Requirements: Copy the data from the line that contains "like x=319 y=219." to its last line, exactly, including both of those lines and leaving out everything before.

Dataset records:

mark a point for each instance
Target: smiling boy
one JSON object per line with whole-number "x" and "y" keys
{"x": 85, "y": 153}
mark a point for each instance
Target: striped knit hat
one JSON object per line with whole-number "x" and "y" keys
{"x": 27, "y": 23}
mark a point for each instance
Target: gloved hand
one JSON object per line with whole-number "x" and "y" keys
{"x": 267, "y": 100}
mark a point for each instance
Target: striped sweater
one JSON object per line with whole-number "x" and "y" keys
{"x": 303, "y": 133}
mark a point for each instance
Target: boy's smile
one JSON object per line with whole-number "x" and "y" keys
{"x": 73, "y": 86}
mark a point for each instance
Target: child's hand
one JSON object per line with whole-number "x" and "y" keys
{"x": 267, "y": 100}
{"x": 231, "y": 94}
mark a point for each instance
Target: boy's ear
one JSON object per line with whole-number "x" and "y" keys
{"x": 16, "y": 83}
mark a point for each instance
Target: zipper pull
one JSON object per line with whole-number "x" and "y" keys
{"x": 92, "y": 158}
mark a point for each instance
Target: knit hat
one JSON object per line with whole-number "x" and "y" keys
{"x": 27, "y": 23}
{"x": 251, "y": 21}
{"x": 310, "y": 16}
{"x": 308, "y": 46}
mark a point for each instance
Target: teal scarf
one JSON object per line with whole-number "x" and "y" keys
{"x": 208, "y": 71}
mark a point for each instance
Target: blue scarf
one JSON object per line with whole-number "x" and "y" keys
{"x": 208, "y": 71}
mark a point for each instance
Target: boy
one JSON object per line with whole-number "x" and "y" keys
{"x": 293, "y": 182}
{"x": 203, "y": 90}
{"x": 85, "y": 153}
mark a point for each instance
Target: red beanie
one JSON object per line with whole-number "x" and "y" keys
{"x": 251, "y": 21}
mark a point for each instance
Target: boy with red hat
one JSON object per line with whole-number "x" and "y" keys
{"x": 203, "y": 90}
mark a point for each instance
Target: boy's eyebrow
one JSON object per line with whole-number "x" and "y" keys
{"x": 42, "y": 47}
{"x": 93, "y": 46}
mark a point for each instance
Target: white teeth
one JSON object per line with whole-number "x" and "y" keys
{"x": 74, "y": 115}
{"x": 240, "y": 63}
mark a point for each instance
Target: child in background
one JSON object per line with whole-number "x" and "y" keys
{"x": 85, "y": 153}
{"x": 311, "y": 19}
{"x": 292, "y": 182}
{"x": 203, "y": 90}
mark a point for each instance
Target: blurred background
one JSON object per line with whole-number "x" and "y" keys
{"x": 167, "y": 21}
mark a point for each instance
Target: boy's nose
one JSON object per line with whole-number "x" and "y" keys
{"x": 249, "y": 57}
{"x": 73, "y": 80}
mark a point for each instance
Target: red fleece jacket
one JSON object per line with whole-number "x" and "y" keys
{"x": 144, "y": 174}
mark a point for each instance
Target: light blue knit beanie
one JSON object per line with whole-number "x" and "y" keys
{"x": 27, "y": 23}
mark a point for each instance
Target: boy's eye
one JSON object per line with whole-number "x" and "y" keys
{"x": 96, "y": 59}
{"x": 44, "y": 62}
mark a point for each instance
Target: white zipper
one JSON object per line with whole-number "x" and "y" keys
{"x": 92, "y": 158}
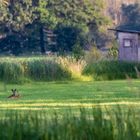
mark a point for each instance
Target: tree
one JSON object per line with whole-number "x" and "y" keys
{"x": 14, "y": 18}
{"x": 70, "y": 13}
{"x": 131, "y": 14}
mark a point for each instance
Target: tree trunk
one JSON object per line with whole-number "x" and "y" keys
{"x": 42, "y": 45}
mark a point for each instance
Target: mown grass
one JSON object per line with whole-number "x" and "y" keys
{"x": 107, "y": 110}
{"x": 108, "y": 125}
{"x": 62, "y": 95}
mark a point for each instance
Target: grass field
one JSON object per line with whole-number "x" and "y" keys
{"x": 64, "y": 95}
{"x": 53, "y": 111}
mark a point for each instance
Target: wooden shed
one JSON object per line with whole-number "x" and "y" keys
{"x": 129, "y": 43}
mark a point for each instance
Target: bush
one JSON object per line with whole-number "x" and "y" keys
{"x": 111, "y": 70}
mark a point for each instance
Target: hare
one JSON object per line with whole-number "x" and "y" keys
{"x": 14, "y": 94}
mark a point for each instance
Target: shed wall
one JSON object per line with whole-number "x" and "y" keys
{"x": 128, "y": 53}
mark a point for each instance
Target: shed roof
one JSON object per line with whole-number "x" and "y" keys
{"x": 128, "y": 29}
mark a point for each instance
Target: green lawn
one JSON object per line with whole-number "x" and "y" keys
{"x": 64, "y": 95}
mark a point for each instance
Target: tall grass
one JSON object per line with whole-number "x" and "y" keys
{"x": 98, "y": 125}
{"x": 112, "y": 70}
{"x": 16, "y": 70}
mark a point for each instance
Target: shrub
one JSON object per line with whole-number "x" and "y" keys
{"x": 111, "y": 70}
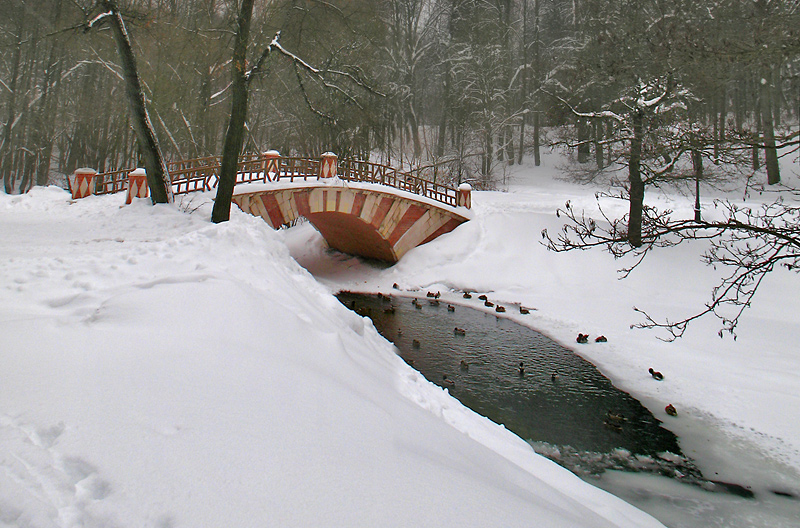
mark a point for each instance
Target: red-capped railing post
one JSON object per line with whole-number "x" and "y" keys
{"x": 327, "y": 165}
{"x": 465, "y": 195}
{"x": 272, "y": 165}
{"x": 137, "y": 185}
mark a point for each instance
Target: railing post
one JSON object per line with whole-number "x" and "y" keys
{"x": 271, "y": 165}
{"x": 83, "y": 183}
{"x": 137, "y": 185}
{"x": 465, "y": 195}
{"x": 327, "y": 165}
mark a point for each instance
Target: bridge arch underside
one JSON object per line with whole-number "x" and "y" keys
{"x": 362, "y": 222}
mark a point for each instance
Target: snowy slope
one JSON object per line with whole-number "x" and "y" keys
{"x": 743, "y": 394}
{"x": 161, "y": 371}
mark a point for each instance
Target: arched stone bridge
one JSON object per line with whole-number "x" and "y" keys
{"x": 360, "y": 208}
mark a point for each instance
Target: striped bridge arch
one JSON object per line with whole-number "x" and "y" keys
{"x": 364, "y": 221}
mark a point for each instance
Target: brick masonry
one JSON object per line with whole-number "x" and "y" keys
{"x": 362, "y": 222}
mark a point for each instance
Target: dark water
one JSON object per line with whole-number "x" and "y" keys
{"x": 566, "y": 418}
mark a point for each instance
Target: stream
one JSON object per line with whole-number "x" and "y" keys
{"x": 570, "y": 413}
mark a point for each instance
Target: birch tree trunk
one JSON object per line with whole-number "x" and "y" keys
{"x": 234, "y": 136}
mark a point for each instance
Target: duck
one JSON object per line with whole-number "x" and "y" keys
{"x": 614, "y": 417}
{"x": 617, "y": 428}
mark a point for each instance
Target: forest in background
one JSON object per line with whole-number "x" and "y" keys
{"x": 461, "y": 87}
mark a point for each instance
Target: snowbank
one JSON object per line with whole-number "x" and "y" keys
{"x": 162, "y": 371}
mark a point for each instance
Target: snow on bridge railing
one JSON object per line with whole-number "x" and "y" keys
{"x": 202, "y": 174}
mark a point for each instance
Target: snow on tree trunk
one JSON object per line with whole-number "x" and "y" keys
{"x": 157, "y": 174}
{"x": 234, "y": 137}
{"x": 636, "y": 183}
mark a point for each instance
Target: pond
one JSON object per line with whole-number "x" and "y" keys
{"x": 567, "y": 410}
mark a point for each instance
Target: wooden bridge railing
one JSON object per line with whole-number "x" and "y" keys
{"x": 202, "y": 174}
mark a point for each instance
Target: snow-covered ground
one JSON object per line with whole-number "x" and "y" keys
{"x": 162, "y": 371}
{"x": 738, "y": 400}
{"x": 158, "y": 370}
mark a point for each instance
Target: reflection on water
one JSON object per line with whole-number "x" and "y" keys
{"x": 559, "y": 398}
{"x": 576, "y": 417}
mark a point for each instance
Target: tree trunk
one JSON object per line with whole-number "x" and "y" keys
{"x": 583, "y": 141}
{"x": 157, "y": 174}
{"x": 598, "y": 145}
{"x": 697, "y": 163}
{"x": 773, "y": 169}
{"x": 635, "y": 181}
{"x": 234, "y": 136}
{"x": 6, "y": 151}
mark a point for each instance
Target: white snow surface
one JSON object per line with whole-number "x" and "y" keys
{"x": 162, "y": 371}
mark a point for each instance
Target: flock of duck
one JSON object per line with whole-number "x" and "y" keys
{"x": 613, "y": 420}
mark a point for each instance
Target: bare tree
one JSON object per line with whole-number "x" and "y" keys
{"x": 157, "y": 173}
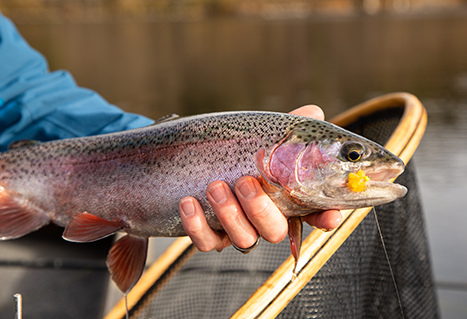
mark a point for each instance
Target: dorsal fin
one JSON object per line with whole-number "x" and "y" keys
{"x": 21, "y": 143}
{"x": 85, "y": 227}
{"x": 17, "y": 220}
{"x": 126, "y": 261}
{"x": 167, "y": 118}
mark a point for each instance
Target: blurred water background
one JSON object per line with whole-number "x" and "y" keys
{"x": 273, "y": 56}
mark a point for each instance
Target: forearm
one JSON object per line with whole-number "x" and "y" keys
{"x": 42, "y": 105}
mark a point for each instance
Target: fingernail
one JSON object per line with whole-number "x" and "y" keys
{"x": 187, "y": 207}
{"x": 218, "y": 193}
{"x": 247, "y": 188}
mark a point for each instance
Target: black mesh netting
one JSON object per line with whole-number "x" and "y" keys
{"x": 355, "y": 283}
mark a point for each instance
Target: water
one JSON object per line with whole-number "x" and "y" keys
{"x": 236, "y": 64}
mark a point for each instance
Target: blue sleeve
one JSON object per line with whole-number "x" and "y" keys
{"x": 41, "y": 105}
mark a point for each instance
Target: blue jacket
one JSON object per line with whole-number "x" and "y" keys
{"x": 41, "y": 105}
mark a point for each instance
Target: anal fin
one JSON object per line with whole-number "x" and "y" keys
{"x": 126, "y": 261}
{"x": 18, "y": 219}
{"x": 295, "y": 237}
{"x": 85, "y": 227}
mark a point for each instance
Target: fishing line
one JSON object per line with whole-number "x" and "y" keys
{"x": 389, "y": 263}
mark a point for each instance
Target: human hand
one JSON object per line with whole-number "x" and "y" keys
{"x": 249, "y": 213}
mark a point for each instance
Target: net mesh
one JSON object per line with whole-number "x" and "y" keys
{"x": 355, "y": 283}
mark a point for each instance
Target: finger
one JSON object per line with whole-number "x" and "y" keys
{"x": 230, "y": 214}
{"x": 325, "y": 221}
{"x": 261, "y": 211}
{"x": 313, "y": 111}
{"x": 195, "y": 225}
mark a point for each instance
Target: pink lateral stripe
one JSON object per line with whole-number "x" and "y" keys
{"x": 17, "y": 220}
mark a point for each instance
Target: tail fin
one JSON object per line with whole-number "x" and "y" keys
{"x": 17, "y": 219}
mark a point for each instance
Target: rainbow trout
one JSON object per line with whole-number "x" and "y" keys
{"x": 132, "y": 181}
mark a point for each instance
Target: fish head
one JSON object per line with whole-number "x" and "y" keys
{"x": 309, "y": 170}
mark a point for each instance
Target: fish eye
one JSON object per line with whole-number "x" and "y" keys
{"x": 352, "y": 151}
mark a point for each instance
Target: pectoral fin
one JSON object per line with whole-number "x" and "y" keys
{"x": 295, "y": 237}
{"x": 85, "y": 227}
{"x": 17, "y": 219}
{"x": 126, "y": 261}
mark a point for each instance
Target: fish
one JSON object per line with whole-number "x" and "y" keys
{"x": 132, "y": 181}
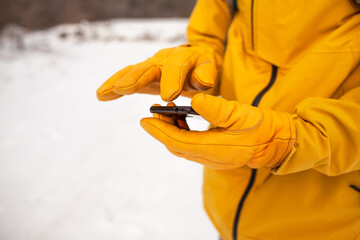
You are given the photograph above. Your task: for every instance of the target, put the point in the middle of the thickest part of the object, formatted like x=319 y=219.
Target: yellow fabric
x=242 y=135
x=316 y=47
x=166 y=73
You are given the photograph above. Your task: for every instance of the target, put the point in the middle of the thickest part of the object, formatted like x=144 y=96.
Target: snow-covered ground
x=72 y=167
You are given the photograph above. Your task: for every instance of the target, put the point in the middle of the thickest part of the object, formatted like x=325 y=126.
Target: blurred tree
x=35 y=14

Exercise output:
You are given the photograph above. Your task: for every instance of the target, put the point in the middle of the thickest part of the object, formatted like x=319 y=219.
Target: yellow fabric
x=242 y=135
x=316 y=47
x=166 y=73
You are given the photograph above. Your task: for every instance of the target, put the point in the middle of the thickest part of the object, formatted like x=144 y=96.
Target: snow-covered ground
x=72 y=167
You are given the photograph above. Your task: for every instance of the target, put the point in the middle of the thickest part of the object, formatted like x=325 y=126.
Target: blurred tree
x=35 y=14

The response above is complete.